> _Page extract_:
==============================
The final value is obtained by calculating the distance between the center points of pairwise clusters [117, 118]. In contrast to the compactness, this index only considers the inter-cluster distance. The larger the value, the better the clustering effect. It is defined as

$$\overline{{{{SP}}}} = \frac{2}{k(k - 1)}\sum\limits_{i = 1}^{k} {\sum\limits_{j = i + 1}^{k} {\left\| {w_{i} - w_{j} } \right\|^{2} } }$$
(14)

where \(w\) denotes the central point of cluster, and \(k\) is the number of clusters.

4.1.4 Silhouette Coefficient

For a sample point, the average distance between the sample point and other sample points in the cluster is defined as the cohesion of the cluster, and the average distance between the sample point and all sample points in the nearest clusters is defined as the separation degree of the cluster [119, 120]. Then, the calculation formula of the Silhouette coefficient of the sample is as follows:

$$s = \frac{b - a}{{\max (a,b)}}$$
(15)

where \(a\) is the cohesion of the cluster, and \(b\) is the separation degree of the cluster.
==============================
> _Source excerpt_:
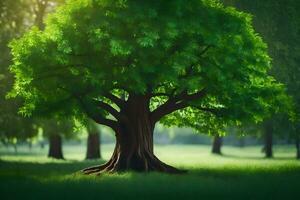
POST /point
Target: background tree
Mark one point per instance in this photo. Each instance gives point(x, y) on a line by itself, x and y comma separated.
==============================
> _Challenges_:
[1] Print the stretch from "4.1.4 Silhouette Coefficient" through "of the cluster." of the passage on clustering evaluation indices.
[2] Sum up the passage on clustering evaluation indices in two sentences.
[3] Pick up the passage on clustering evaluation indices after its last sentence and continue it.
The lines come from a different source than the passage.

> _Outputs by task_:
[1]
4.1.4 Silhouette Coefficient

For a sample point, the average distance between the sample point and other sample points in the cluster is defined as the cohesion of the cluster, and the average distance between the sample point and all sample points in the nearest clusters is defined as the separation degree of the cluster [119, 120]. Then, the calculation formula of the Silhouette coefficient of the sample is as follows:

$$s = \frac{b - a}{{\max (a,b)}}$$
(15)

where \(a\) is the cohesion of the cluster, and \(b\) is the separation degree of the cluster.

[2] One index is obtained from the distances between the center points of pairwise clusters, considering only inter-cluster distance, and a larger value means a better clustering effect. The Silhouette coefficient of a sample is computed as (b − a)/max(a, b), where a is the cohesion (the sample's average distance to other points in its cluster) and b is the separation degree (its average distance to all points in the nearest clusters).

[3]
For the set of all samples, the Silhouette coefficient is the average of the Silhouette coefficient of each sample. The value of this index ranges from -1 to 1. When the degree of separation among clusters is larger than the degree of cohesion, the value of the Silhouette coefficient is approximately 1. Therefore, if the value of this index is close to 1, the clustering effect is good, and if the value is negative, the clustering effect is poor.

4.1.5 Calinski-Harabasz Index

The inter-cluster distance and intra-cluster distance are considered in this index [121]. The intra-cluster distance is represented by the distance between the sample point in the cluster and the center point of the cluster, and the inter-cluster distance is represented by the distance between the sample point and the center point of other clusters. The larger the value of CH, the closer the inter-cluster distance, the farther the intra-cluster distance, and the better the clustering effect [122]. The calculation formula is as follows:

$${{CH}} = \frac{{SS_{B} }}{{SS_{W} }} \times \frac{N - K}{{K - 1}} = \frac{{\sum\limits_{i = 1}^{K} {n_{i} \cdot d(v_{i} - \overline{v} )} }}{K - 1}/\frac{{\sum\limits_{i = 1}^{K} {\sum\limits_{j = 1}^{n} {d(x_{j} - v_{i} )} } }}{N - K}$$
(16)

where \(SS_{B}\) is the inter-cluster distance, \(SS_{W}\) is the intra-cluster distance, \(N\) is the sample size, and \(K\) is the number of clusters.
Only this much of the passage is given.